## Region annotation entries
====================
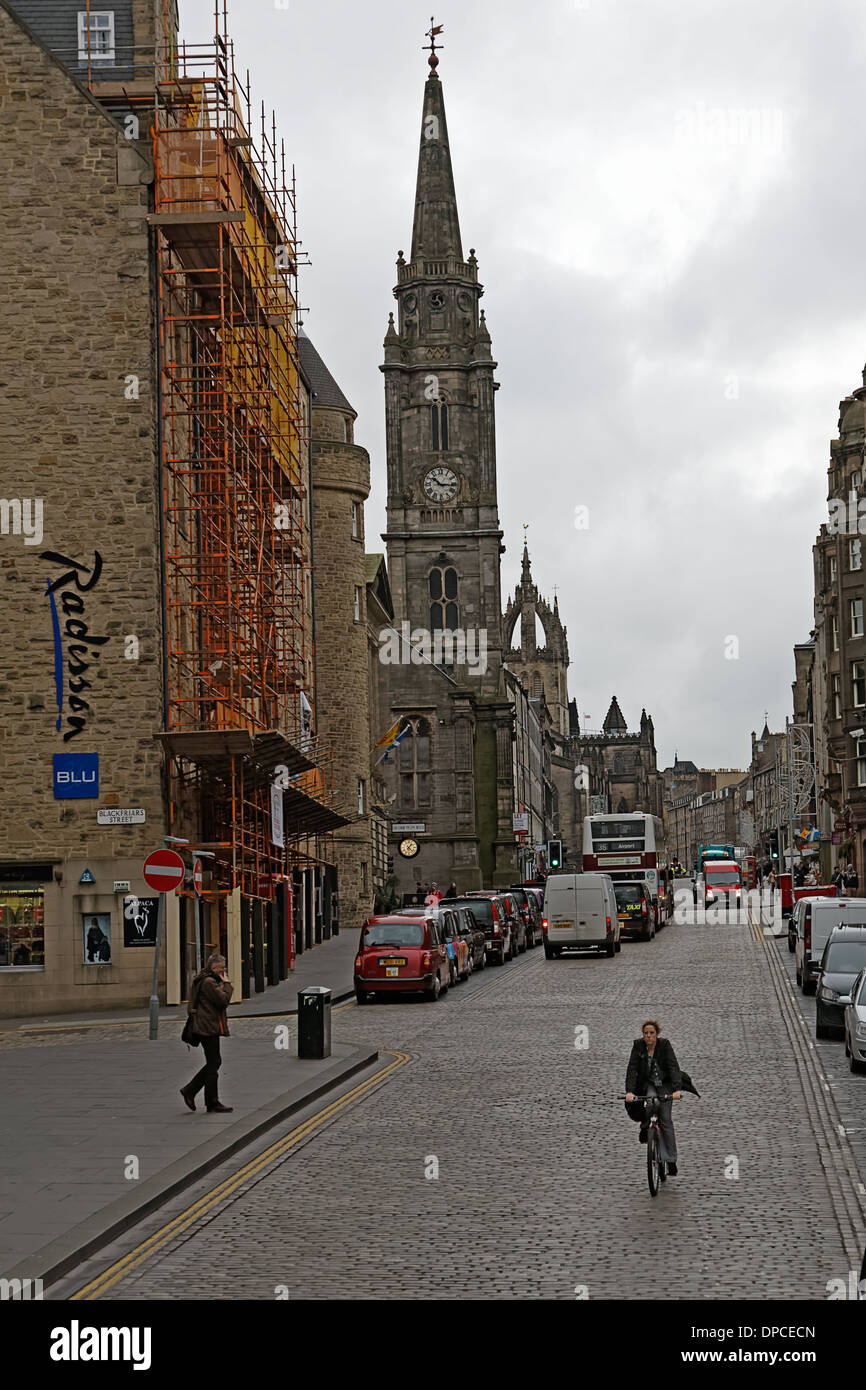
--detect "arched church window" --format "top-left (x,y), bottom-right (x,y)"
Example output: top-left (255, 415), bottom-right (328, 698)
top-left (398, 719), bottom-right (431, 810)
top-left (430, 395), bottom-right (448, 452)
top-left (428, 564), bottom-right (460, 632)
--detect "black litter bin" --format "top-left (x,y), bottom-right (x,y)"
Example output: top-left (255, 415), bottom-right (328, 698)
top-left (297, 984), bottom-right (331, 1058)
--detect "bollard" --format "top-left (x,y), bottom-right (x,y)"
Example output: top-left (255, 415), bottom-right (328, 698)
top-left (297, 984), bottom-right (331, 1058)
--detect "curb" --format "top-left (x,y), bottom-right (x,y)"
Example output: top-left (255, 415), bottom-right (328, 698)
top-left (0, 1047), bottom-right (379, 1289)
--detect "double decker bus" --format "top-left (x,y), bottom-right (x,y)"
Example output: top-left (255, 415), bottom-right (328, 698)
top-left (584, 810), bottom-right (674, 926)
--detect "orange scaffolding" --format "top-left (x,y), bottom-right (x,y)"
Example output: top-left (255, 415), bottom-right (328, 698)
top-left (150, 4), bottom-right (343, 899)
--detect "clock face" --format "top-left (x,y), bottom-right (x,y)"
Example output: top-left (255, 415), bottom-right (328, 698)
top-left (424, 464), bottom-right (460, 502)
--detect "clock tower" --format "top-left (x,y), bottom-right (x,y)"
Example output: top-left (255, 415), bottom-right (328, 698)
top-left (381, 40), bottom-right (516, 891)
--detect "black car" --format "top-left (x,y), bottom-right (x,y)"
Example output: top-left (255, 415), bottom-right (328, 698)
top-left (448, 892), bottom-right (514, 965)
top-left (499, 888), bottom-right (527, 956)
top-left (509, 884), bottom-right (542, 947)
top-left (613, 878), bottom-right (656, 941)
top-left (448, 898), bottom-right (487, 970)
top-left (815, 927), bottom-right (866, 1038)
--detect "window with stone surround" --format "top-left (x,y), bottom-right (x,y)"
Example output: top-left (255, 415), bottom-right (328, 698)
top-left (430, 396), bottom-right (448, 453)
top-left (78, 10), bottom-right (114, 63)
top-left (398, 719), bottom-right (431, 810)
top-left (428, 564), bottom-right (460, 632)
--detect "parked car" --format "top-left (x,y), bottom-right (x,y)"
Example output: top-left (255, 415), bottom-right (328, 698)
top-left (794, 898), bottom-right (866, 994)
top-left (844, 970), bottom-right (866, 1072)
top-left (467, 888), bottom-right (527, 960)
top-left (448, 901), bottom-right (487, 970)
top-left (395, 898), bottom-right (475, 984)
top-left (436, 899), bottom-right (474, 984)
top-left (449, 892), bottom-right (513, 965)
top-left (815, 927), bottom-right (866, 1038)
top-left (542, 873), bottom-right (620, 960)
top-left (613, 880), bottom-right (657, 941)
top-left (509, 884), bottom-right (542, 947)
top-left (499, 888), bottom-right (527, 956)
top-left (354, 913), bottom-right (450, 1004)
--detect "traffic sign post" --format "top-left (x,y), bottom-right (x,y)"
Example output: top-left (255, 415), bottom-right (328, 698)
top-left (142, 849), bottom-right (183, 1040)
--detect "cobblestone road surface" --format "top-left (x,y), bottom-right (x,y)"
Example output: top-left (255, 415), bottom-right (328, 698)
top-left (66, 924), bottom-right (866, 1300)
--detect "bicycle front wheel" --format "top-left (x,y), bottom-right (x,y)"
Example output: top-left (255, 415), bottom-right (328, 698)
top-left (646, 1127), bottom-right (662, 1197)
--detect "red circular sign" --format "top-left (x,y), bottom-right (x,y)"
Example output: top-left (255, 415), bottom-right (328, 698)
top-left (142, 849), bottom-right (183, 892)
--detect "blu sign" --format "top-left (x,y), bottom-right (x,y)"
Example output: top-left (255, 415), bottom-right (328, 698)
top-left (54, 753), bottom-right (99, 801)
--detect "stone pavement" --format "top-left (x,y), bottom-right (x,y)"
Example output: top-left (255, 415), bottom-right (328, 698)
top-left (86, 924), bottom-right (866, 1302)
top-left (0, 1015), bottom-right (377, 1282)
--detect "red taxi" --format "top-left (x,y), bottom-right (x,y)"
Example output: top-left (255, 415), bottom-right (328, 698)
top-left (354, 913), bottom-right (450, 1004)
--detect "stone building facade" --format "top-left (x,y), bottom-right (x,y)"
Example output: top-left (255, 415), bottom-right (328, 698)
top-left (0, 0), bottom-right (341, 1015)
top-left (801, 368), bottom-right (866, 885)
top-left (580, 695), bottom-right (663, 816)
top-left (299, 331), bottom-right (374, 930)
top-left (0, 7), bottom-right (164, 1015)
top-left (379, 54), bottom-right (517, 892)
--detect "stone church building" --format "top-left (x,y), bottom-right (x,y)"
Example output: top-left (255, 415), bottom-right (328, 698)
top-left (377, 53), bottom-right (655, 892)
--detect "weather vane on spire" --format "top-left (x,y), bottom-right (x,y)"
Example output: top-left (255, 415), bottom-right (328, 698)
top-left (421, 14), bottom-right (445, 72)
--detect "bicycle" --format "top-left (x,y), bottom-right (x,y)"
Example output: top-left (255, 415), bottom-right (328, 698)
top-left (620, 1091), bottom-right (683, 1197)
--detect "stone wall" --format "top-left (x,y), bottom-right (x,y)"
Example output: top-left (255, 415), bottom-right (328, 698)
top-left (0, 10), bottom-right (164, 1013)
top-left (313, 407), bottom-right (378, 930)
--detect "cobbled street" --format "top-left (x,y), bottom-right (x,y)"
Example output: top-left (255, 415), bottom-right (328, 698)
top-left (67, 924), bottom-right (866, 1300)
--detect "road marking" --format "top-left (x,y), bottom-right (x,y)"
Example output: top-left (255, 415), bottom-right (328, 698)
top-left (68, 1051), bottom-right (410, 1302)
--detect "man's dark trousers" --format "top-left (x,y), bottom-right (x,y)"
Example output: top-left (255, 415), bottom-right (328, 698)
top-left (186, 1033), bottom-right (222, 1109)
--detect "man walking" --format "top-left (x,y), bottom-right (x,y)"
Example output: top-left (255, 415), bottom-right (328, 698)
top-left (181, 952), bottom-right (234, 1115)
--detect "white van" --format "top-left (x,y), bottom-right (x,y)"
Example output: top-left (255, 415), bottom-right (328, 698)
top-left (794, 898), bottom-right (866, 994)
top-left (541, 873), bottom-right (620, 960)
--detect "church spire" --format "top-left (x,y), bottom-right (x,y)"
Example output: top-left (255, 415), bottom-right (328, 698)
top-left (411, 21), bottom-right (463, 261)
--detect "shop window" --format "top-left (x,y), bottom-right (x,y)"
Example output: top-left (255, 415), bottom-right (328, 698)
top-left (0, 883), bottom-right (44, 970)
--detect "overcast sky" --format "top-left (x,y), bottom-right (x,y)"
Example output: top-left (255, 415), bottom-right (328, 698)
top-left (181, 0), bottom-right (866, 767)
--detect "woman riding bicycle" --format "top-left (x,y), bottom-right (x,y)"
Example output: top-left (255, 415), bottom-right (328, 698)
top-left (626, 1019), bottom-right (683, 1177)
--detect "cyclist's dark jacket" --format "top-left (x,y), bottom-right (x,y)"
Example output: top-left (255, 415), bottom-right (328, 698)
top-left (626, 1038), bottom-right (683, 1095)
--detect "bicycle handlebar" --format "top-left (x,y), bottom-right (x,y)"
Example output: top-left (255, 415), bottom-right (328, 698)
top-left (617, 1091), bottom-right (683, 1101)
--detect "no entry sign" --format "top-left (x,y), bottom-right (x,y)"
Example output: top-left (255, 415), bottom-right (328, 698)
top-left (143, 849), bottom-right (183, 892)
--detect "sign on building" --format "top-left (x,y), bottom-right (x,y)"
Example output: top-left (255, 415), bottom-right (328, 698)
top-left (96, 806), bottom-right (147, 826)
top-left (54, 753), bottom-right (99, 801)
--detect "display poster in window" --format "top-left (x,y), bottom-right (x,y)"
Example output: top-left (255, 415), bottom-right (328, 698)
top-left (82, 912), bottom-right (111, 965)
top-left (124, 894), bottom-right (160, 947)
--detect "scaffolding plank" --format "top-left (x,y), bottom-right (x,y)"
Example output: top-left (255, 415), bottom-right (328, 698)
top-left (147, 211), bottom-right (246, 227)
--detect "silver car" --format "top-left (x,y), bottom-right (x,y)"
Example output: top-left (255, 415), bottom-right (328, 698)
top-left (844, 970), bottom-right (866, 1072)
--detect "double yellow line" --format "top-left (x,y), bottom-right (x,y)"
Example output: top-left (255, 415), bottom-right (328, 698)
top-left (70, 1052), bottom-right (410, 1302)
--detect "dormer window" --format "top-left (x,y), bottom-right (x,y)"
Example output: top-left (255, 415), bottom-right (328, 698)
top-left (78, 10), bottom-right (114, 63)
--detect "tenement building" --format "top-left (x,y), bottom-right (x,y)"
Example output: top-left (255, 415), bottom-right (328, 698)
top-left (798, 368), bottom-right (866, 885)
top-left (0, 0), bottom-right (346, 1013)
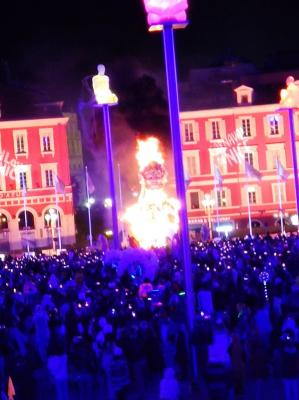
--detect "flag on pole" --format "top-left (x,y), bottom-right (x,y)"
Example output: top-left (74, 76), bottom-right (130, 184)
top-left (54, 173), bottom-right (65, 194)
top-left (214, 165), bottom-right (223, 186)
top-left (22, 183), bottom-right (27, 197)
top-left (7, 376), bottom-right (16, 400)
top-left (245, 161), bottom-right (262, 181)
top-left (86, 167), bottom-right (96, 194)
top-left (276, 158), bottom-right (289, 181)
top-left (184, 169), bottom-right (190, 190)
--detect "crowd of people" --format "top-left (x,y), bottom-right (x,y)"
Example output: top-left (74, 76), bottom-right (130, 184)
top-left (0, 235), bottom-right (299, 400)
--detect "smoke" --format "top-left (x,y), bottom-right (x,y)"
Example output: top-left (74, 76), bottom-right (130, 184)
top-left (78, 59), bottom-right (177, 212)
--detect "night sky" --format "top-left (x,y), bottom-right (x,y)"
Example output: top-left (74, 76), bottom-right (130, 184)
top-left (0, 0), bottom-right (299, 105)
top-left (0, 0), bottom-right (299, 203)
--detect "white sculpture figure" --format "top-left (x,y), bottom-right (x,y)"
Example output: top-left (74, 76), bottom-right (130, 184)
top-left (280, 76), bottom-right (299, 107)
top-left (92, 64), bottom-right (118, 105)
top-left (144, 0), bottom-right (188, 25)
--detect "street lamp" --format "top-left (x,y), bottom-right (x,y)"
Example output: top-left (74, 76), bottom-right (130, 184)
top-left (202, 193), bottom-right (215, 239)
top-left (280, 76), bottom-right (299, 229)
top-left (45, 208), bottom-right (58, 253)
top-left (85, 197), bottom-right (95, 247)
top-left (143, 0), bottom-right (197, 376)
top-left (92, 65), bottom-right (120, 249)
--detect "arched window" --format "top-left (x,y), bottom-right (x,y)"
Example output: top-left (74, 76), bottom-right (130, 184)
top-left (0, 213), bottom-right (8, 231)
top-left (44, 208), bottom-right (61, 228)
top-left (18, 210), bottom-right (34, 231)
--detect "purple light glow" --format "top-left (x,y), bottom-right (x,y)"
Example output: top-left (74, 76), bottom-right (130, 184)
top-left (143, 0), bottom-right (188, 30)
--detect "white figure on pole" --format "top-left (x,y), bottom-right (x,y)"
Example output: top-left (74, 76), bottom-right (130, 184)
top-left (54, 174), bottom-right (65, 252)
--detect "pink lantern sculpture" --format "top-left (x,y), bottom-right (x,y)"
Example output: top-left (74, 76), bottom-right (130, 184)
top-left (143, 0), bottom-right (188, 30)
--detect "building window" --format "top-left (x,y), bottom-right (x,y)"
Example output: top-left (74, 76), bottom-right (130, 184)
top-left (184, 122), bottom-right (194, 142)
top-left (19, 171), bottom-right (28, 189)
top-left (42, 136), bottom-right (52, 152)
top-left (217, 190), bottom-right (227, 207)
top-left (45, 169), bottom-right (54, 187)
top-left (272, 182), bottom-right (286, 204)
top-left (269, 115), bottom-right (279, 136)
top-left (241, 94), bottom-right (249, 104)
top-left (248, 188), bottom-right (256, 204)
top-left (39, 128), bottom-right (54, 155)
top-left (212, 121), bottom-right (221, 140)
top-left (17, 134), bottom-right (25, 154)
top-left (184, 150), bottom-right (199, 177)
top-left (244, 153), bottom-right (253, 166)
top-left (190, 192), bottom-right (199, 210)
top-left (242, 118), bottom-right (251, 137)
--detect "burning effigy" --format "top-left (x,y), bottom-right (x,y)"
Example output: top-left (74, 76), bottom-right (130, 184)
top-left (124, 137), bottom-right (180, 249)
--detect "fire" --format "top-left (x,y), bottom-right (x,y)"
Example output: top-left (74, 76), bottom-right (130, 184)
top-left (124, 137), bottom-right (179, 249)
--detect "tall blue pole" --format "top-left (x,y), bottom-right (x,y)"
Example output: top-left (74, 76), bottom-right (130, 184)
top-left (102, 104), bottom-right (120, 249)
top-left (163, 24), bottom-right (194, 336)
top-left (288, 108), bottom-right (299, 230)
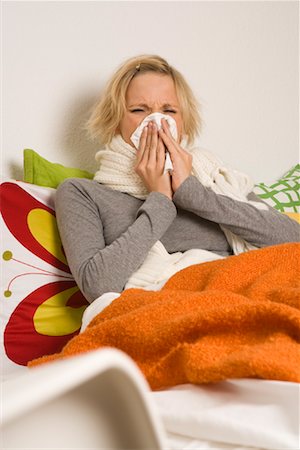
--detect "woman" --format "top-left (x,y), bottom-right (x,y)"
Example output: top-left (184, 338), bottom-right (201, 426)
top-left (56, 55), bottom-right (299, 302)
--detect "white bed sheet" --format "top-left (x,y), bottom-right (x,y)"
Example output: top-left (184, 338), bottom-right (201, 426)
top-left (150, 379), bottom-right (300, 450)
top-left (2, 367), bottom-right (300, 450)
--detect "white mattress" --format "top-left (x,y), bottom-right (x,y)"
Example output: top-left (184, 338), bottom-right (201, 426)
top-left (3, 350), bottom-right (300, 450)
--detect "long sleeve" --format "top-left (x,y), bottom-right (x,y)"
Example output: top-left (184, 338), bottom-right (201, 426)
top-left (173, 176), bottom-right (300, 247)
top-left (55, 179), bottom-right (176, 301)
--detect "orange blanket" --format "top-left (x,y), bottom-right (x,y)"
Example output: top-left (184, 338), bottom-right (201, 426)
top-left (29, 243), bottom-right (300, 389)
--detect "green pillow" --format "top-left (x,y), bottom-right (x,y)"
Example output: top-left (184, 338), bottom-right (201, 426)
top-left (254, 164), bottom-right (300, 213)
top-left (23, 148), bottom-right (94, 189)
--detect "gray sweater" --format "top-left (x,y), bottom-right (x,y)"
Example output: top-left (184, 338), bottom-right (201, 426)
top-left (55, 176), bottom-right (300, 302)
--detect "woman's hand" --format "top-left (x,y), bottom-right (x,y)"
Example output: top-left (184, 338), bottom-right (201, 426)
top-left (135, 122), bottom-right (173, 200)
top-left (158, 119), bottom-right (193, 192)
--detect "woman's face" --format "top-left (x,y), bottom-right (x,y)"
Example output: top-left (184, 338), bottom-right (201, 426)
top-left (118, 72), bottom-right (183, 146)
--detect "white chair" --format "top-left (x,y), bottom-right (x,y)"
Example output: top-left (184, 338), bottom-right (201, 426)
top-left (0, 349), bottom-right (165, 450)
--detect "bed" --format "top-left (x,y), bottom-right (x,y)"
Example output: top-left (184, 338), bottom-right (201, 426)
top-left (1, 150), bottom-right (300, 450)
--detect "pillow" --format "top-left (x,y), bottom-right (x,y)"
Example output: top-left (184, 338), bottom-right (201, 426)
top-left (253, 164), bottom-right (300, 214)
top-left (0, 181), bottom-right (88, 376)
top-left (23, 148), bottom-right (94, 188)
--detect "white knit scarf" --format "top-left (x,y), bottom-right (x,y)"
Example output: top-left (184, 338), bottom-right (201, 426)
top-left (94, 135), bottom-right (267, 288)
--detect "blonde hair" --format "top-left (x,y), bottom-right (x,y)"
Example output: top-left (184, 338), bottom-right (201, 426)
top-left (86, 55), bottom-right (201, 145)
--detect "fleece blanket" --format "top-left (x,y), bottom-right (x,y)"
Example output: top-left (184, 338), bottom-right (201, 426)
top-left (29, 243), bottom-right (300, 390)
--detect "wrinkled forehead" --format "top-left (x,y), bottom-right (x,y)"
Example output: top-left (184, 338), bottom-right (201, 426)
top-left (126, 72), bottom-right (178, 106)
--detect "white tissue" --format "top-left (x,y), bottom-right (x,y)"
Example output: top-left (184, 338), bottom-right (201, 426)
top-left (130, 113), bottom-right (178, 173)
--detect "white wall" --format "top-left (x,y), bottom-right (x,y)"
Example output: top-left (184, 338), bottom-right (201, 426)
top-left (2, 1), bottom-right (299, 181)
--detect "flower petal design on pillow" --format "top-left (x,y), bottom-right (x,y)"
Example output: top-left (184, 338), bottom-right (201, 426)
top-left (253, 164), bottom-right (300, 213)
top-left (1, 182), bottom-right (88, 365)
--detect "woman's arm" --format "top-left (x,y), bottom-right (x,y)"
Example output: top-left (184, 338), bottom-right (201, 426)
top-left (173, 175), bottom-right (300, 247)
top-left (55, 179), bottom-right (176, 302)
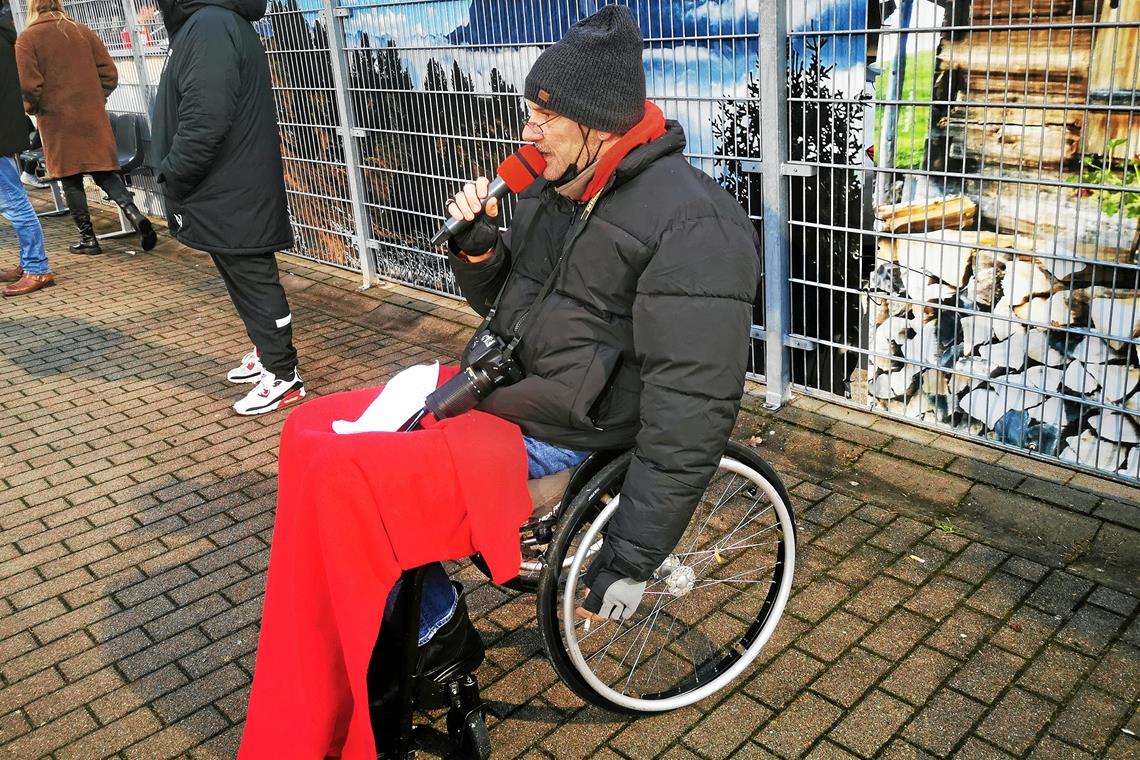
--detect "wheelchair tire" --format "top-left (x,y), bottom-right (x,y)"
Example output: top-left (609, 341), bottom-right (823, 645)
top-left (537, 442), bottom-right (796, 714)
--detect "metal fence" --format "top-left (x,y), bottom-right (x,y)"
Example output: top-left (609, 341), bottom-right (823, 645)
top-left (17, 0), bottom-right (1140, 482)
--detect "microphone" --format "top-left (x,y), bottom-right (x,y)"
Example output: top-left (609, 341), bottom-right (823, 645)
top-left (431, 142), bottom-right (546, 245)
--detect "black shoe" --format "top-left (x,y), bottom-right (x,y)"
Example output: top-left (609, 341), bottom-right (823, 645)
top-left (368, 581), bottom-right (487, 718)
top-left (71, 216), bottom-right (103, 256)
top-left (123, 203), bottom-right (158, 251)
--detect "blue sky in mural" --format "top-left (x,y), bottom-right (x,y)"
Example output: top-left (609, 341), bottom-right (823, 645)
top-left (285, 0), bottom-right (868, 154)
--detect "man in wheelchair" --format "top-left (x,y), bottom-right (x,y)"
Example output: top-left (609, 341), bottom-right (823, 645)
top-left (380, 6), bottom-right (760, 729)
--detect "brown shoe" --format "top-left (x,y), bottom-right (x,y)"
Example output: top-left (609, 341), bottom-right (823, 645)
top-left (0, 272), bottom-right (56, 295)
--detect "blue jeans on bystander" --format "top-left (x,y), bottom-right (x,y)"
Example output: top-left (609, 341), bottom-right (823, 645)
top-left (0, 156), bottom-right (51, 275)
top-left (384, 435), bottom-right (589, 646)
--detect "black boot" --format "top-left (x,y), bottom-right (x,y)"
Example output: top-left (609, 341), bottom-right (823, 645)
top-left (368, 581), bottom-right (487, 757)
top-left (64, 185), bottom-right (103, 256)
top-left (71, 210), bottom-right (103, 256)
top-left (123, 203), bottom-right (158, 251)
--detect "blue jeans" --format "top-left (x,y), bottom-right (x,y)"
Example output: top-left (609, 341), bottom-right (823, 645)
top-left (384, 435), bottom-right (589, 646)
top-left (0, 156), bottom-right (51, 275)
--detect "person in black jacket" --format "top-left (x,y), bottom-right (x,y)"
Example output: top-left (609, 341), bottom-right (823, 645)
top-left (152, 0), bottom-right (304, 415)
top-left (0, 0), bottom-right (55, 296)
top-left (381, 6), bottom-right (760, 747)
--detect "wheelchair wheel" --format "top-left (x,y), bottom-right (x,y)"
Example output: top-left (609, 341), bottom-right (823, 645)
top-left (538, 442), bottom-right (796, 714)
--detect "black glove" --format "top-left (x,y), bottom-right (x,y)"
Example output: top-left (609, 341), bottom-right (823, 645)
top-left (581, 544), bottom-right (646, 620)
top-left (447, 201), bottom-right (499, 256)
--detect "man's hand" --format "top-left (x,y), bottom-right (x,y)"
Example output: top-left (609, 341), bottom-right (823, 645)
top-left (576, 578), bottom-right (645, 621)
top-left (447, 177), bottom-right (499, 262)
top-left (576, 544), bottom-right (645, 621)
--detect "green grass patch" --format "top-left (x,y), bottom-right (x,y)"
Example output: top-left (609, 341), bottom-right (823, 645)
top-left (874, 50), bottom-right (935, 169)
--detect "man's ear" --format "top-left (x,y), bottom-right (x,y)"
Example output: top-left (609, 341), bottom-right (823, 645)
====================
## Goal of the exercise
Rewrite everything from the start of the items down to the line containing "top-left (584, 810), bottom-right (674, 926)", swapping "Example output" for "Sample output" and keeping all else unchanged. Leave the pictures out of your answer.

## Exercise solution
--detect "arched church window" --format "top-left (x,y), bottom-right (x,y)"
Sample output: top-left (255, 415), bottom-right (328, 698)
top-left (398, 719), bottom-right (431, 810)
top-left (430, 395), bottom-right (448, 452)
top-left (428, 564), bottom-right (460, 632)
--detect "black litter bin" --format "top-left (x,y), bottom-right (x,y)"
Sample output: top-left (255, 415), bottom-right (328, 698)
top-left (297, 984), bottom-right (331, 1058)
--detect "bollard" --format "top-left (x,y), bottom-right (x,y)"
Sample output: top-left (255, 415), bottom-right (328, 698)
top-left (297, 984), bottom-right (331, 1058)
--detect "curb" --format "top-left (x,y), bottom-right (x,y)"
Sample output: top-left (255, 415), bottom-right (328, 698)
top-left (0, 1047), bottom-right (379, 1289)
--detect "double decker bus" --format "top-left (x,y), bottom-right (x,y)"
Sample output: top-left (255, 415), bottom-right (328, 698)
top-left (584, 810), bottom-right (674, 926)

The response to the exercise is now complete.